BRIEF:
Return each entry precisely as it appears below.

ENTRIES SUPPLIED Block Start

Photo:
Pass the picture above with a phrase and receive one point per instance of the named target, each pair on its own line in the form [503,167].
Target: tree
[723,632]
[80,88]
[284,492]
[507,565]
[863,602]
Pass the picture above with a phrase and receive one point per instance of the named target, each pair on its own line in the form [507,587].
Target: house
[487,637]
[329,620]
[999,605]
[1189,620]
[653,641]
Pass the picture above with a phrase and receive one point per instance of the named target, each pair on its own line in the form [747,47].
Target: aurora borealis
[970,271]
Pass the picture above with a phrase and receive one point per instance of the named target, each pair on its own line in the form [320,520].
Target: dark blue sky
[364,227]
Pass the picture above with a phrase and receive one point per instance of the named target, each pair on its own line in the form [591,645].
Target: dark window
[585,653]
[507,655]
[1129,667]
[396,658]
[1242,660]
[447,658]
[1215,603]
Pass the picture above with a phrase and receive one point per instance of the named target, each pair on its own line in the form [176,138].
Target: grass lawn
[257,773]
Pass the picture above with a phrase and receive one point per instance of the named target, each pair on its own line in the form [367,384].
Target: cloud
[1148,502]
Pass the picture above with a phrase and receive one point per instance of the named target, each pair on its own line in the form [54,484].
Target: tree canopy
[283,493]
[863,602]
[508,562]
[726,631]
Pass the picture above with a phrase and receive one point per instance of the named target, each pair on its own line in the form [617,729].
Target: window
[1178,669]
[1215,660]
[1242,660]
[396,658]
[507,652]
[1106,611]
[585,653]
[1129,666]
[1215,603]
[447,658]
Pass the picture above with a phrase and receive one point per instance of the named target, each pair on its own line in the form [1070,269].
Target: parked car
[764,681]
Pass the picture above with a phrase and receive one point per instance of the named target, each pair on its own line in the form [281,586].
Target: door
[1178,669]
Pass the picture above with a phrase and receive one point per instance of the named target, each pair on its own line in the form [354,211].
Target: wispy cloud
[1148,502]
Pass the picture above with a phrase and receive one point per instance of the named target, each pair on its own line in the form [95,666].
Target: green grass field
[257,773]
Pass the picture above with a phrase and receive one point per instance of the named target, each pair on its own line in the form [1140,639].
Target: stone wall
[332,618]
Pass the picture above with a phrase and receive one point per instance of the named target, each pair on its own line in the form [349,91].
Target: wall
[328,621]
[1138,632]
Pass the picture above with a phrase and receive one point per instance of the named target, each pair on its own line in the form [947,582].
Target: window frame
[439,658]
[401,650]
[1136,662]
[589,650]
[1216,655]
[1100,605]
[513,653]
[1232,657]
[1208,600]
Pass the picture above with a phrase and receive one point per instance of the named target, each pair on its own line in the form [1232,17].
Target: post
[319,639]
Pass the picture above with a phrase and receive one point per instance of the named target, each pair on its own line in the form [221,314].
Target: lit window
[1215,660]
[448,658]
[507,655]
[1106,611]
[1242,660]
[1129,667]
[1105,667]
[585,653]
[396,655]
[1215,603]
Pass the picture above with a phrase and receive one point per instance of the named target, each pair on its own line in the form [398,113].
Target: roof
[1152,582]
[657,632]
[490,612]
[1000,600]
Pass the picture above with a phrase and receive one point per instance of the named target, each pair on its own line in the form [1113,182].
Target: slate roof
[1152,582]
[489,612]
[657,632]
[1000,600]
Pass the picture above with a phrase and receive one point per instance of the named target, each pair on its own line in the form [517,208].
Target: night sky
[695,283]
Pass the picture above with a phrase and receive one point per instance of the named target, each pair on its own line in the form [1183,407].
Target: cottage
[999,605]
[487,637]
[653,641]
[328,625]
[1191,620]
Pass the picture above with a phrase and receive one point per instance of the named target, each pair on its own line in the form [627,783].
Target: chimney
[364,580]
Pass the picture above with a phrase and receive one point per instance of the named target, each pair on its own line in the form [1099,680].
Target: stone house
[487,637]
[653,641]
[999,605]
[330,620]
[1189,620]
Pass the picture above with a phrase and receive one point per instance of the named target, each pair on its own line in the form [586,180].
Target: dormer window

ENTRIES SUPPLIED Block End

FINISHED EXERCISE:
Photo:
Pass the picture above with a phrase and receive one point per instance of the named target, each pair on its own line in the form [503,167].
Target: tree
[723,632]
[80,88]
[284,492]
[507,565]
[863,602]
Pass the picture above with a phrase and receive one point per instance of the named target, each pair on its own line in the form [507,587].
Target: house
[487,637]
[329,620]
[999,605]
[1189,620]
[653,641]
Pass the picture above with a phrase and receive one point per instance of the named target, each pair on its own line in the form [747,47].
Target: aurora borealis
[970,271]
Pass the picture above with a phrase and receive one point per instance of the named target, each pair on its own line in the form [320,520].
Target: dark blue sky
[364,227]
Pass the picture above with a phrase and receive one point per instance of the named target, each pair on its own line in the form [591,645].
Target: dark window
[585,653]
[507,655]
[1129,667]
[396,658]
[1242,660]
[447,658]
[1215,603]
Pass the picture above with a phrase and receive one point per instance of the named target, each pair on its own line in the form [176,138].
Target: grass lawn
[257,773]
Pass the picture above with a phrase and receive one point per instance of the named target, each pair on its own line in the form [367,384].
Target: cloud
[1148,502]
Pass the picture above with a phrase and receive one point per instance of the named target, each pair on its own line in the form [54,484].
Target: tree canopy
[283,493]
[863,602]
[508,562]
[726,631]
Pass the picture above with a phrase and receive one point per instance of the named target, each pair on its own line in the form [617,729].
Target: window
[1178,669]
[1215,660]
[1242,660]
[396,658]
[507,652]
[1106,611]
[585,653]
[1129,666]
[1215,603]
[447,658]
Pass the picture above with a phrase and receive one point per instance of the named target, each pair on its own line in the form [1070,269].
Target: parked car
[764,681]
Pass the picture above with a phrase and receive one point per instance of the named target, each pair on its own line in the form [281,586].
Target: door
[1178,669]
Pass the picture above with a phrase and receive one point per instance of the named target, each pair on its own line in the form [354,211].
Target: wispy cloud
[1148,502]
Pass the picture above with a phrase and receive one point per instance of the named target, each pair on its own line in the form [95,666].
Target: green grass field
[257,773]
Pass the picture above with a phrase and receive one point per instance of the named target, each pair on its own line in the form [1140,639].
Target: stone wall
[332,618]
Pass the picture above with a phrase and receive one point per instance of the named target, each pair on its own line in the form [349,91].
Target: wall
[328,621]
[1138,632]
Pass the picture above with a phrase and receive one point per instance of the named target, each pair on its own line in the form [947,582].
Target: window frame
[439,658]
[401,650]
[1136,662]
[589,650]
[1216,655]
[1100,605]
[513,653]
[1232,657]
[1208,600]
Pass the picture above with a phrase and receive one point per instance of the named target, each pair on its own line in the form [1232,17].
Target: post
[319,639]
Pass the picture above with a phrase and receive one point per instance of the named target, each pair on its own line in the form [221,314].
Target: lit window
[1215,660]
[448,658]
[507,655]
[1106,611]
[1242,660]
[1129,667]
[1105,667]
[585,653]
[396,655]
[1215,603]
Pass the picture above with a phrase and receive one point per instance of the named target, each pair on its own line in the form [398,113].
Target: roof
[1152,582]
[657,632]
[490,612]
[1000,600]
Pass the picture above with a phrase and receive one point per instance of the named target, each pair on its own line in the form [1113,182].
Target: slate roof
[1152,582]
[489,612]
[657,632]
[1000,600]
Pass the picture above with a phrase and receive one point per instance of the named target, each pair on its own line in the form [517,208].
Target: night sky
[695,283]
Pass the picture above with a phrase and receive one point per instance of the named target, each pair on its own line in the form [1183,407].
Target: cottage
[999,605]
[487,637]
[653,641]
[328,625]
[1191,620]
Pass the picture above with a phrase and receive one point per instance of the named target, each pair on its own line in the form [627,783].
Target: chimney
[364,580]
Pass the picture above with a phrase and receive one point per instance of the named target, each pair on its own line in the form [1099,680].
Target: stone house
[487,637]
[653,641]
[999,605]
[330,620]
[1189,620]
Pass the picture above with a phrase and receive one point per instance of the named target, each pair on its own line in the form [586,180].
Target: dormer window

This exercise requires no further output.